--- start of Text provided ---

And then, Thursday evening during rush hour, a section of the highway - I-85, the core artery of downtown Atlanta - catches fire. We can see smoke rising from the back porch, helicopters hovering. On the news - zoomed in bystander footage of roiling red flames and choking black smoke. Vague flashbacks of 9/11 - destruction porn on repeat - some big chunk of infrastructure going up in flames. And then a crash and a thump and a football field sized square of bridge collapses, punching a huge square hole in the highway. Porter and Jack are transfixed. Steph is calling friends and family incessantly. The kids won't go to sleep, eyes glazed over with those images of flames and firefighters advancing, jets of water and foam and smoke and steam.
Later, once we get the boys to bed and I'm trying to pack, Porter wanders out. His eyes are troubled. I hug his thin frame through his yellow minions pyjamas. "I can't sleep. I keep thinking over and over about the bridge. It wont turn off."
"It's ok" I say "It's over. No one got hurt. They'll rebuild" He eventually goes to bed with Steph in our bedroom. But when I finally go in after packing around midnight, he's still awake. I carry him in my arms to his room, and he dutifully plods up the stairs to his bunk.
"I love you"
"Love you too daddy"
The drive is to be expected, eerily empty highways on the stretches leading to the site of the bridge collapse. Police cars sitting guard with blue lights flashing silently before a phalanx of orange barrels. Highway Closed, Exit Here. Like too many disaster movies.

--- end of Text provided ---
--- start of Record excerpts ---

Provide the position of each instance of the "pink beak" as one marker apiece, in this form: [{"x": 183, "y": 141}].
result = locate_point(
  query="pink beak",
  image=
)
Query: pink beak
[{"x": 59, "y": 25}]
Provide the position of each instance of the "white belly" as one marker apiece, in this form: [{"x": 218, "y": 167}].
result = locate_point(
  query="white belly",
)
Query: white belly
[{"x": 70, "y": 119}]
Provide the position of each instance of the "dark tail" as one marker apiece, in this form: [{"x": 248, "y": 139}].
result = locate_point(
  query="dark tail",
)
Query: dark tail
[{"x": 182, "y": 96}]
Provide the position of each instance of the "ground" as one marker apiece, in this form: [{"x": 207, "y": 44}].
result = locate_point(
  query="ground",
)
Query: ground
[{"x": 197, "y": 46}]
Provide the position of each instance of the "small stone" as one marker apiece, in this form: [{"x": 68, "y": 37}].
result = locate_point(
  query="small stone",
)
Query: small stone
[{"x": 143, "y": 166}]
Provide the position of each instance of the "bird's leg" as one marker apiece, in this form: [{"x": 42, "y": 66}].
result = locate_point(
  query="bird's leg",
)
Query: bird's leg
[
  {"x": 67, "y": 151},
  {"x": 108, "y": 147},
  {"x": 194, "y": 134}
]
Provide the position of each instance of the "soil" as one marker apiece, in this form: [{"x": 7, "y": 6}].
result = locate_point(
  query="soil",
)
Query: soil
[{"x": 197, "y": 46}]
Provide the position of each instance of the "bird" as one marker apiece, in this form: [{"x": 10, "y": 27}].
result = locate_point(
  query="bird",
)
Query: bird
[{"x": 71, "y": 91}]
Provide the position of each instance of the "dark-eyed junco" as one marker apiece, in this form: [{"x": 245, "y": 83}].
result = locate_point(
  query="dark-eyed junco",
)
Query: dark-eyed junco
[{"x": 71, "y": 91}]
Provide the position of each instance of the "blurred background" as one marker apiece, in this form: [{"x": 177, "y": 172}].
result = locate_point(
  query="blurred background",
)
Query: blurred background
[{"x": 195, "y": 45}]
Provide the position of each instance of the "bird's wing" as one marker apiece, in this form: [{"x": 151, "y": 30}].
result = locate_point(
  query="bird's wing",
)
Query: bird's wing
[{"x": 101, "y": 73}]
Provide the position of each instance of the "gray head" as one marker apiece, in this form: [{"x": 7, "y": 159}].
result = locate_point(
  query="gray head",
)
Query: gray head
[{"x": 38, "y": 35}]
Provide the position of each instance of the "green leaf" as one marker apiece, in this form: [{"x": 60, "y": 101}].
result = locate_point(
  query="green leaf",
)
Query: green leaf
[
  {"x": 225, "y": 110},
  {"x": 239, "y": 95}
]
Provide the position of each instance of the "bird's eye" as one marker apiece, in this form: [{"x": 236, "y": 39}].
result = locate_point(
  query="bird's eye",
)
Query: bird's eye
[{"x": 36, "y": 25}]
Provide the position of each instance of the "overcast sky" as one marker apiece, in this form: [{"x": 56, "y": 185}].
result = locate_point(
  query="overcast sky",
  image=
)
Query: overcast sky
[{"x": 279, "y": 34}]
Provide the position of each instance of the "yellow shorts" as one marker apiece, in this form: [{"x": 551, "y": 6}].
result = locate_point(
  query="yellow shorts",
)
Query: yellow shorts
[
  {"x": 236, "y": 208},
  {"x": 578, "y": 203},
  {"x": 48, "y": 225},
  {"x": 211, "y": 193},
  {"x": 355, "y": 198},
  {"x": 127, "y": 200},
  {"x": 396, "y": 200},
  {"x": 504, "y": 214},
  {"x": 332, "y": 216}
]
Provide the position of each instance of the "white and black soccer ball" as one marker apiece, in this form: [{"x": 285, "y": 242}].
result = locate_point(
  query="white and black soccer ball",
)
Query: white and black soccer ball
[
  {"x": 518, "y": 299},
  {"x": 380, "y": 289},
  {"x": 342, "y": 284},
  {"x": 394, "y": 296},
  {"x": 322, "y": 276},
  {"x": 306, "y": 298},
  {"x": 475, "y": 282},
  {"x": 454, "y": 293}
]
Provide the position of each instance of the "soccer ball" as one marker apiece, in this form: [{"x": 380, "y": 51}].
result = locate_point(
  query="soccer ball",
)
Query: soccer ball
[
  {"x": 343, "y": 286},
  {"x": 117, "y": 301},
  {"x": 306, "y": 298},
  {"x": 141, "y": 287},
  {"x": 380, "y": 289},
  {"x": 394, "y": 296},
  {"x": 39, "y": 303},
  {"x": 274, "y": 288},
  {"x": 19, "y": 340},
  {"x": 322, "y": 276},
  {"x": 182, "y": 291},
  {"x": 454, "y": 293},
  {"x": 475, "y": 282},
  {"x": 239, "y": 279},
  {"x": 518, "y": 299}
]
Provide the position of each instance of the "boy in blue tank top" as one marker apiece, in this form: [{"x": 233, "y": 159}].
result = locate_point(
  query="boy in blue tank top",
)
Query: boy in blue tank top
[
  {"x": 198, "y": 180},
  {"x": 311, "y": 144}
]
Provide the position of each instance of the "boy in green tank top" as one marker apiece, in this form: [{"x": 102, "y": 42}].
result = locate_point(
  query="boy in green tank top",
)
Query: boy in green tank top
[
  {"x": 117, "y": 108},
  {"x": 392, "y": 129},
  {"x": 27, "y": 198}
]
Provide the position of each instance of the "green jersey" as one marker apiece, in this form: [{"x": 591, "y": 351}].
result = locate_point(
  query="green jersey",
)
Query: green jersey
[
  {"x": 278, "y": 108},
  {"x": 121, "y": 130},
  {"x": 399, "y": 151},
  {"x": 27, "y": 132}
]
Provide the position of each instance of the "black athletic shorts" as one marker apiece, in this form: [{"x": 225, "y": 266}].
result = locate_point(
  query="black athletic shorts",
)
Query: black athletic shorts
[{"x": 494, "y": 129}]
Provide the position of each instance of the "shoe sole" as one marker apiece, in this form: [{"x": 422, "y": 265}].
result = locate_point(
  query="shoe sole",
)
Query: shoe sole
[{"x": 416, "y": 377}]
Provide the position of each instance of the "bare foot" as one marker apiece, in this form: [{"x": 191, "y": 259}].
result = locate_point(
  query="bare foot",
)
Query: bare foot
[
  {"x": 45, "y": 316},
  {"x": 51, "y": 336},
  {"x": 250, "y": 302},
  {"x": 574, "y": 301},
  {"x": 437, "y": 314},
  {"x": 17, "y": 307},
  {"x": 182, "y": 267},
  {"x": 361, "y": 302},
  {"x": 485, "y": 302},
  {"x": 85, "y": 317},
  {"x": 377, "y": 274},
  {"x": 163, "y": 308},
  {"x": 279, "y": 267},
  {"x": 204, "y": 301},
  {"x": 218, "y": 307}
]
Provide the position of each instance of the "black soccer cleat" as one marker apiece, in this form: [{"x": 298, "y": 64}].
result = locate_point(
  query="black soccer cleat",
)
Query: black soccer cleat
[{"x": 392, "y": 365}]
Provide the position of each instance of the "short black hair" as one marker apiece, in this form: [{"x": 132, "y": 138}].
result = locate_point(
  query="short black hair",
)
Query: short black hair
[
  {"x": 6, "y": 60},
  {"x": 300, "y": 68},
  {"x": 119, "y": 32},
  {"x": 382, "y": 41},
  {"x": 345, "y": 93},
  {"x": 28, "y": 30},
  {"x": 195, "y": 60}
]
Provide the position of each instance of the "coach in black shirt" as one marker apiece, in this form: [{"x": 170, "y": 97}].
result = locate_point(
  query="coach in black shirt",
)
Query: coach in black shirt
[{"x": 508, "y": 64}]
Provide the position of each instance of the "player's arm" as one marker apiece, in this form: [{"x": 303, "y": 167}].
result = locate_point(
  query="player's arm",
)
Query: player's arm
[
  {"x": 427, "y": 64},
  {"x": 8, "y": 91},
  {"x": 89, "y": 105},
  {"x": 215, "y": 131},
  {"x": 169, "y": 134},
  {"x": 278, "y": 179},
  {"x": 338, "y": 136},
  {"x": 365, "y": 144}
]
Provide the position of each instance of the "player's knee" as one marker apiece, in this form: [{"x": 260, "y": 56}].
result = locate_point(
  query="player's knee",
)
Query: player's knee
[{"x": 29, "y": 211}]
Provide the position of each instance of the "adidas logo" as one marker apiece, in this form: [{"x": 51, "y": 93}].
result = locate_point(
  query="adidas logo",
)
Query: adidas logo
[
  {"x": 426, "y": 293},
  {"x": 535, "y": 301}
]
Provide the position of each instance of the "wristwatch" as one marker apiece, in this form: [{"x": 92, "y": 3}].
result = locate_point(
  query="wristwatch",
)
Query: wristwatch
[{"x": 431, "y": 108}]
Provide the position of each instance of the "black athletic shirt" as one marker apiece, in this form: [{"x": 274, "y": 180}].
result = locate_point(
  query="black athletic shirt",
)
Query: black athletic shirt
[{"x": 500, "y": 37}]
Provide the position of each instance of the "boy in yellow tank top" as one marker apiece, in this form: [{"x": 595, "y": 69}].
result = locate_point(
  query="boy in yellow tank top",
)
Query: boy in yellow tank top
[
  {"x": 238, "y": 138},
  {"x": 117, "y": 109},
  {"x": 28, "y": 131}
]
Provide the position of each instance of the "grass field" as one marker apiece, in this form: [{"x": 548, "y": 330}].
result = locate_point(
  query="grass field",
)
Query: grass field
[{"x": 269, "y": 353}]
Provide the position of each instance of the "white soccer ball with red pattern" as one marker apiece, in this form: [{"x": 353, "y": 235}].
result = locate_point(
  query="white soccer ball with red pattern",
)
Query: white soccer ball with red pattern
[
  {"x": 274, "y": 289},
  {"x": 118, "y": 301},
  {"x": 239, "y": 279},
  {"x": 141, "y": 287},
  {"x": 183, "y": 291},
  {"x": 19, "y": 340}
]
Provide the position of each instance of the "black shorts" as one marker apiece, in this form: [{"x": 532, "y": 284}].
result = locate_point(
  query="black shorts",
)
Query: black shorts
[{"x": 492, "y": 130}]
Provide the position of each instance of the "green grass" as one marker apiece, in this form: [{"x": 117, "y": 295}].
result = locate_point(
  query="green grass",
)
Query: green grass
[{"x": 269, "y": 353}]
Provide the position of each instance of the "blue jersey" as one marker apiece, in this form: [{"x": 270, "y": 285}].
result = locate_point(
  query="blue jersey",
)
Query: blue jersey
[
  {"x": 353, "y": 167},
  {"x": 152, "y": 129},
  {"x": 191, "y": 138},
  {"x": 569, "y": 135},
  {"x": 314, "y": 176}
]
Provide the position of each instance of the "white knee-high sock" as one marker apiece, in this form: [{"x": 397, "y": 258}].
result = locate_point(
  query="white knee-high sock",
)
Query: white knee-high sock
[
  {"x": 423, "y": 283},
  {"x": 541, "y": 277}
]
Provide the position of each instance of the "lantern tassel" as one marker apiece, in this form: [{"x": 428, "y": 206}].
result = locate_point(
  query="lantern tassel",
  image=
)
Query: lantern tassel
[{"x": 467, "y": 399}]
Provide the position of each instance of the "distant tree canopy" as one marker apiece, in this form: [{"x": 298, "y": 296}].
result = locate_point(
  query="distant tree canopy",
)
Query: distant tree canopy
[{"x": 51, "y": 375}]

--- end of Record excerpts ---

■ Aim
Please carry on the account above of the I-85 bridge fire and collapse in Atlanta, starting after its last sentence.

■ Output of the task
The other roads are double capacity, and it's Friday before Spring Break as well. I creep along, switching through the stations on the radio, blurbs of press conferences with the GDOT and the chief of police in between the DJ's snark. Hours later, once the good music goes to static, and the traffic thins, and the cranes and concrete of I-75 fade in the rear view, I enter Trump Country. Junkyards and confederate flags. A few hours in, just shy of the Tennessee border, I stop in a McDonalds. Populated by scary meth head rednecks, camo pants and dirty boots and tank tops. Bleached buzzed mullets, waiting for chicken McNuggets. The server is aghast I order a plain iced coffee with a single cream. It's a special order, she repeats "so you don't want the liquid sugar?"
The road narrows to two lanes as I cross into Tennessee. I’m west of the mountains, and I can see them rising in a gentle slope to the east, looking down with young leaves on the tiny towns and villages strung out along the valley. Everything is so green, the fields and young trees. Even the dirt seems saturated and rich.
I see an Amish family on the side of the road near Etowah, the father in his black suit and beard trotting the horse, his wife and daughter walking in blue bonets and dress, his young son skipping, blonde, a hat, smiling.
From the road the land opens up, edged by the graceful mountains to the east and the rolling green hills out the west. It's not tilled yet into crops, just fresh grass, the first greening of the year, and the sky is a pale blue behind clusters of peaceful clouds. I listen through Tame Impala, an album rescued from a time warp, and then Tycho Awake - as the road to the trailhead splits off to follow a wide river, past an old dam, a single foamy cascade down its spillway.
Abrams Creek is a hidden road winding alongside a tributary stream, and I pull into the trailhead campground around 4:00. There's no one there, and the campground is actually closed until May. I pack up my stuff, lock the truck, snap a selfie, and then look around.
This is what I chose. To go off into the woods alone for a few nights. Lug my gear on my back. Brave the elements.
I'm happy to be hiking, but there's a bit of uncertainty, melancholy and reserve.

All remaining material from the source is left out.